Data for this task

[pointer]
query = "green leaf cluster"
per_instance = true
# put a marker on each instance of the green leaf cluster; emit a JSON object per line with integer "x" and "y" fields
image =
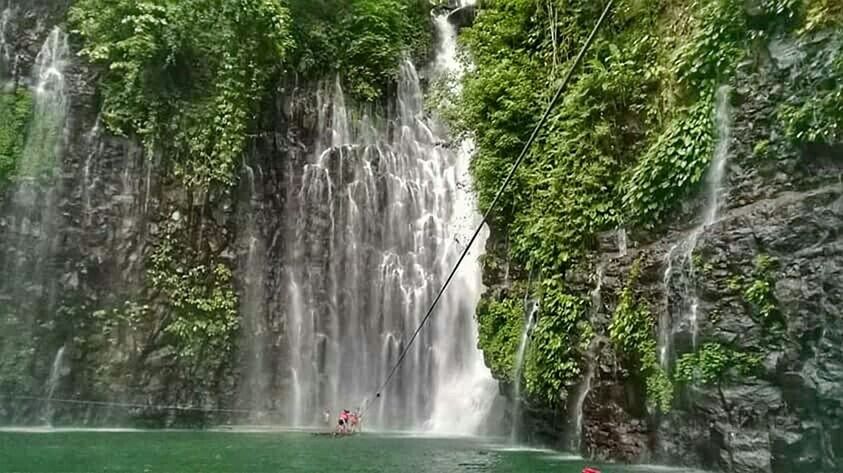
{"x": 16, "y": 110}
{"x": 714, "y": 363}
{"x": 200, "y": 304}
{"x": 757, "y": 289}
{"x": 361, "y": 41}
{"x": 814, "y": 114}
{"x": 673, "y": 165}
{"x": 500, "y": 324}
{"x": 633, "y": 336}
{"x": 186, "y": 76}
{"x": 553, "y": 359}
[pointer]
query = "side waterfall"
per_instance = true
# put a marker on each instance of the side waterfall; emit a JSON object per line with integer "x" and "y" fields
{"x": 383, "y": 212}
{"x": 56, "y": 373}
{"x": 5, "y": 49}
{"x": 531, "y": 310}
{"x": 29, "y": 228}
{"x": 680, "y": 256}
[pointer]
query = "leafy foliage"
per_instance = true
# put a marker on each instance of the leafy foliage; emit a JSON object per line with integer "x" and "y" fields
{"x": 632, "y": 334}
{"x": 632, "y": 137}
{"x": 189, "y": 77}
{"x": 814, "y": 114}
{"x": 675, "y": 163}
{"x": 713, "y": 363}
{"x": 362, "y": 41}
{"x": 552, "y": 360}
{"x": 192, "y": 71}
{"x": 201, "y": 305}
{"x": 16, "y": 108}
{"x": 500, "y": 326}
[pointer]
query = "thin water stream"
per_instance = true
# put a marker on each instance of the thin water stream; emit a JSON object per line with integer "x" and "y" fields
{"x": 679, "y": 262}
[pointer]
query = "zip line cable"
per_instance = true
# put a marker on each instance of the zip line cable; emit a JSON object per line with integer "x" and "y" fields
{"x": 429, "y": 313}
{"x": 500, "y": 192}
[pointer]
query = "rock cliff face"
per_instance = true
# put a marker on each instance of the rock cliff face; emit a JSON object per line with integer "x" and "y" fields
{"x": 110, "y": 205}
{"x": 782, "y": 208}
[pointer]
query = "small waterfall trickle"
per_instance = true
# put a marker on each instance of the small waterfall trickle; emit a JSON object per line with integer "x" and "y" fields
{"x": 381, "y": 213}
{"x": 57, "y": 371}
{"x": 531, "y": 310}
{"x": 254, "y": 387}
{"x": 679, "y": 262}
{"x": 5, "y": 47}
{"x": 596, "y": 297}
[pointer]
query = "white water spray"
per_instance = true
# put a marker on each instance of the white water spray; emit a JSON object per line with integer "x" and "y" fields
{"x": 689, "y": 303}
{"x": 57, "y": 371}
{"x": 383, "y": 214}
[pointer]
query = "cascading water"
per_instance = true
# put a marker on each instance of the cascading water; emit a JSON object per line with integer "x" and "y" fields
{"x": 254, "y": 389}
{"x": 531, "y": 310}
{"x": 5, "y": 48}
{"x": 683, "y": 251}
{"x": 382, "y": 214}
{"x": 57, "y": 371}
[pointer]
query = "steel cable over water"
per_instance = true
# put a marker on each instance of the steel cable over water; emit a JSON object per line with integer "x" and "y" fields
{"x": 500, "y": 192}
{"x": 565, "y": 81}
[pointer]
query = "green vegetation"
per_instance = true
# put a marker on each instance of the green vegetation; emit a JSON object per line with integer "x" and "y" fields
{"x": 553, "y": 359}
{"x": 189, "y": 77}
{"x": 632, "y": 138}
{"x": 500, "y": 325}
{"x": 633, "y": 335}
{"x": 757, "y": 289}
{"x": 201, "y": 305}
{"x": 715, "y": 364}
{"x": 16, "y": 110}
{"x": 814, "y": 114}
{"x": 191, "y": 80}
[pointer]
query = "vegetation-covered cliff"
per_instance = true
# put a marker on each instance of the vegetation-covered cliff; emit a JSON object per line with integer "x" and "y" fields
{"x": 705, "y": 136}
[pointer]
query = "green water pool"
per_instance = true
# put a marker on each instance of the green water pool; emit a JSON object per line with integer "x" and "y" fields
{"x": 66, "y": 451}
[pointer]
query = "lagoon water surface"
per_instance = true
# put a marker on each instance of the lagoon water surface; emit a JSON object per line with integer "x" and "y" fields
{"x": 66, "y": 451}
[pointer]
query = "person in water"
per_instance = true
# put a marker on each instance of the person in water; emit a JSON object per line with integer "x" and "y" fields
{"x": 355, "y": 421}
{"x": 342, "y": 423}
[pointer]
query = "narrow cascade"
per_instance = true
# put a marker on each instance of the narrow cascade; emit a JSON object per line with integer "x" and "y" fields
{"x": 383, "y": 212}
{"x": 596, "y": 297}
{"x": 56, "y": 373}
{"x": 531, "y": 310}
{"x": 623, "y": 244}
{"x": 5, "y": 48}
{"x": 679, "y": 262}
{"x": 254, "y": 388}
{"x": 28, "y": 233}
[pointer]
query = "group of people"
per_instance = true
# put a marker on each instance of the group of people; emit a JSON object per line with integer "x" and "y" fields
{"x": 348, "y": 422}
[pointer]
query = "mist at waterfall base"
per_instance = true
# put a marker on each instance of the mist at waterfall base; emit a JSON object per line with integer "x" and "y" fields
{"x": 382, "y": 211}
{"x": 218, "y": 452}
{"x": 680, "y": 316}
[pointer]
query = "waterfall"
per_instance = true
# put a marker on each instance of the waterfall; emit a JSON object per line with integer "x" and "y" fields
{"x": 5, "y": 48}
{"x": 254, "y": 387}
{"x": 382, "y": 214}
{"x": 683, "y": 251}
{"x": 596, "y": 297}
{"x": 56, "y": 373}
{"x": 28, "y": 238}
{"x": 531, "y": 309}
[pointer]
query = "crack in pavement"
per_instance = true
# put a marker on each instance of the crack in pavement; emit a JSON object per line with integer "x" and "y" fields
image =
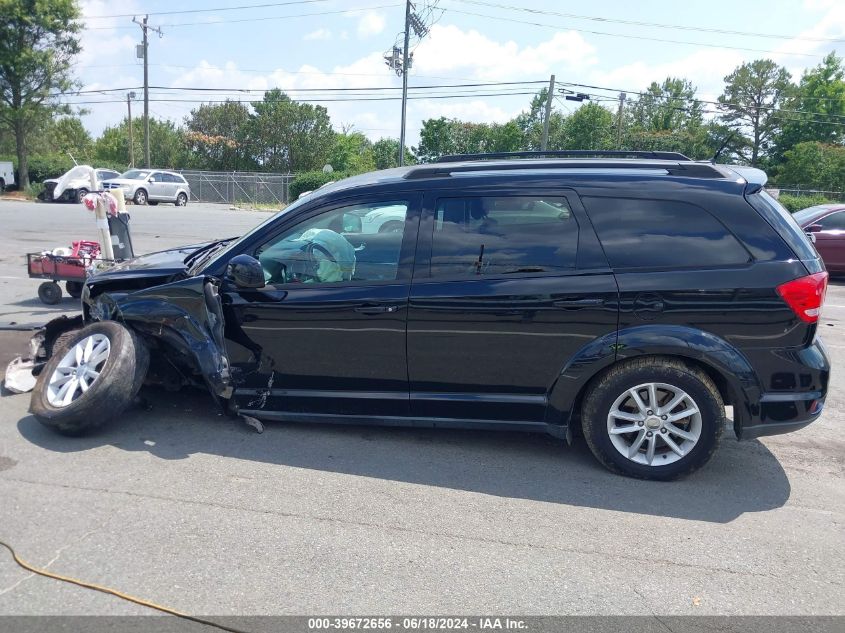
{"x": 50, "y": 562}
{"x": 384, "y": 526}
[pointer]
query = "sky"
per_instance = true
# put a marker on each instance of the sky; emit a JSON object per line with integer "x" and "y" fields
{"x": 306, "y": 46}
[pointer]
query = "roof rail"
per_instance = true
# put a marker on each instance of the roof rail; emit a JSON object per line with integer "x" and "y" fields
{"x": 570, "y": 153}
{"x": 688, "y": 168}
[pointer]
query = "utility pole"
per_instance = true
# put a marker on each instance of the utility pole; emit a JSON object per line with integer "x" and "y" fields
{"x": 403, "y": 65}
{"x": 545, "y": 143}
{"x": 129, "y": 97}
{"x": 622, "y": 97}
{"x": 145, "y": 53}
{"x": 405, "y": 81}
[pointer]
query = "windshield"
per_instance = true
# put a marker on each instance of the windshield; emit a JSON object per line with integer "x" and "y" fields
{"x": 135, "y": 174}
{"x": 224, "y": 249}
{"x": 810, "y": 212}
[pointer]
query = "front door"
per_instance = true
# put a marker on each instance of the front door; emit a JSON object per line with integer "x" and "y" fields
{"x": 326, "y": 336}
{"x": 156, "y": 186}
{"x": 505, "y": 299}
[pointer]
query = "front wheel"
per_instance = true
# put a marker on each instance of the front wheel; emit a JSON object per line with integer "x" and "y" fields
{"x": 91, "y": 378}
{"x": 653, "y": 418}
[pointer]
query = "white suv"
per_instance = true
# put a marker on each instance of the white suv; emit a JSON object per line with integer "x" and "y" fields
{"x": 151, "y": 186}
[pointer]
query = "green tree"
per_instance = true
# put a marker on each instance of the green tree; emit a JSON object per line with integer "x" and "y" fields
{"x": 386, "y": 154}
{"x": 589, "y": 127}
{"x": 38, "y": 41}
{"x": 216, "y": 137}
{"x": 352, "y": 152}
{"x": 814, "y": 165}
{"x": 69, "y": 136}
{"x": 816, "y": 110}
{"x": 167, "y": 144}
{"x": 666, "y": 107}
{"x": 290, "y": 137}
{"x": 442, "y": 136}
{"x": 753, "y": 93}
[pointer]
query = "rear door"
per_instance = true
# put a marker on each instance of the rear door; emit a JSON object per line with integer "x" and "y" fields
{"x": 507, "y": 288}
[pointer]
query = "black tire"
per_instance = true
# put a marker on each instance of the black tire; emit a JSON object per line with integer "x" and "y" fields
{"x": 74, "y": 288}
{"x": 120, "y": 378}
{"x": 615, "y": 382}
{"x": 50, "y": 293}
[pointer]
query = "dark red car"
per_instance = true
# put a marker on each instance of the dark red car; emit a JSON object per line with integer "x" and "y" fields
{"x": 826, "y": 222}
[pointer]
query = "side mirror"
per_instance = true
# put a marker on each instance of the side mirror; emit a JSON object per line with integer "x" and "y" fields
{"x": 245, "y": 271}
{"x": 351, "y": 223}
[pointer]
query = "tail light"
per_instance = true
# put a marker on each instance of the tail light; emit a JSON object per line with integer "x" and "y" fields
{"x": 805, "y": 296}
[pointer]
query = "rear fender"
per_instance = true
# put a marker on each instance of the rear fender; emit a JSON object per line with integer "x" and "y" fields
{"x": 187, "y": 315}
{"x": 717, "y": 355}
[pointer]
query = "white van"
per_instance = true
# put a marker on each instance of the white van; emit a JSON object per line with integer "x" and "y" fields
{"x": 7, "y": 175}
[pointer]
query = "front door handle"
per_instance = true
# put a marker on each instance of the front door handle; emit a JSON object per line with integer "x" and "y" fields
{"x": 376, "y": 309}
{"x": 577, "y": 303}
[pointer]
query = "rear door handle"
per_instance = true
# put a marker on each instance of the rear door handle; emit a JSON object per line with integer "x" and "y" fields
{"x": 577, "y": 303}
{"x": 376, "y": 309}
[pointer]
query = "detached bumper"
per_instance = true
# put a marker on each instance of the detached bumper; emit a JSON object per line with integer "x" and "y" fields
{"x": 807, "y": 373}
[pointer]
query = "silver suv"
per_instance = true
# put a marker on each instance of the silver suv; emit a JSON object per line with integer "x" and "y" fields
{"x": 151, "y": 186}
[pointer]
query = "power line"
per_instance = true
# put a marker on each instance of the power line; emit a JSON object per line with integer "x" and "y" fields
{"x": 660, "y": 25}
{"x": 633, "y": 37}
{"x": 216, "y": 10}
{"x": 261, "y": 19}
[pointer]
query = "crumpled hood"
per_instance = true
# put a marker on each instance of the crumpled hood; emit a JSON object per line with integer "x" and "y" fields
{"x": 157, "y": 266}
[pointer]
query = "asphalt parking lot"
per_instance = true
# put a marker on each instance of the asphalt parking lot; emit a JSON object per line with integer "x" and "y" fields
{"x": 190, "y": 509}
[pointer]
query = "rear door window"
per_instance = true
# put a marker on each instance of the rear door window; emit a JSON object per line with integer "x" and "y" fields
{"x": 639, "y": 233}
{"x": 497, "y": 235}
{"x": 833, "y": 222}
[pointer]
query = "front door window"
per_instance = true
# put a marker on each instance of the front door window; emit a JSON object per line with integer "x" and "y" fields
{"x": 354, "y": 243}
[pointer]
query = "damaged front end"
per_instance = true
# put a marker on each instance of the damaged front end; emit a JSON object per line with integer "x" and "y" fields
{"x": 182, "y": 323}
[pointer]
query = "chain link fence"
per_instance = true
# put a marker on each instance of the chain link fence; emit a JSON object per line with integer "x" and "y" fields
{"x": 239, "y": 187}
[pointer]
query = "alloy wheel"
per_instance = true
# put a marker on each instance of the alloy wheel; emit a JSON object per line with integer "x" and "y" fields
{"x": 78, "y": 370}
{"x": 654, "y": 424}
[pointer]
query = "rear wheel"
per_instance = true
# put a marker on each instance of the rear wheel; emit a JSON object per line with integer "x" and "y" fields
{"x": 90, "y": 379}
{"x": 50, "y": 293}
{"x": 653, "y": 418}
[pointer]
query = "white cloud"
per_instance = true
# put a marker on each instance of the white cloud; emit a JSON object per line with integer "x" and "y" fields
{"x": 450, "y": 49}
{"x": 369, "y": 24}
{"x": 319, "y": 34}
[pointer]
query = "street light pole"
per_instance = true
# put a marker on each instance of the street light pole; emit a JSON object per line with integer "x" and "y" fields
{"x": 129, "y": 97}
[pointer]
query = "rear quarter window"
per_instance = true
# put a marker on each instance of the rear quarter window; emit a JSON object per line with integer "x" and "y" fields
{"x": 638, "y": 233}
{"x": 783, "y": 222}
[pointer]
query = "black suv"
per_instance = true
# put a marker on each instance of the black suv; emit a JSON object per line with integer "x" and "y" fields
{"x": 627, "y": 298}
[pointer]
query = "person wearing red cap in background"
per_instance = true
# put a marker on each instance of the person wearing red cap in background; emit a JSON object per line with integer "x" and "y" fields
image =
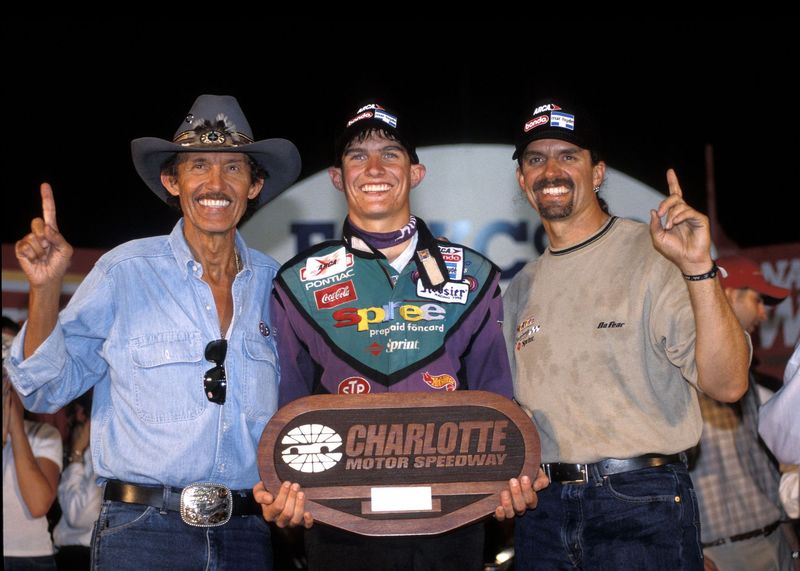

Requirement
Whenever a line in the data above contains the word "background", include it in the tally, and report only the final number.

Exercise response
2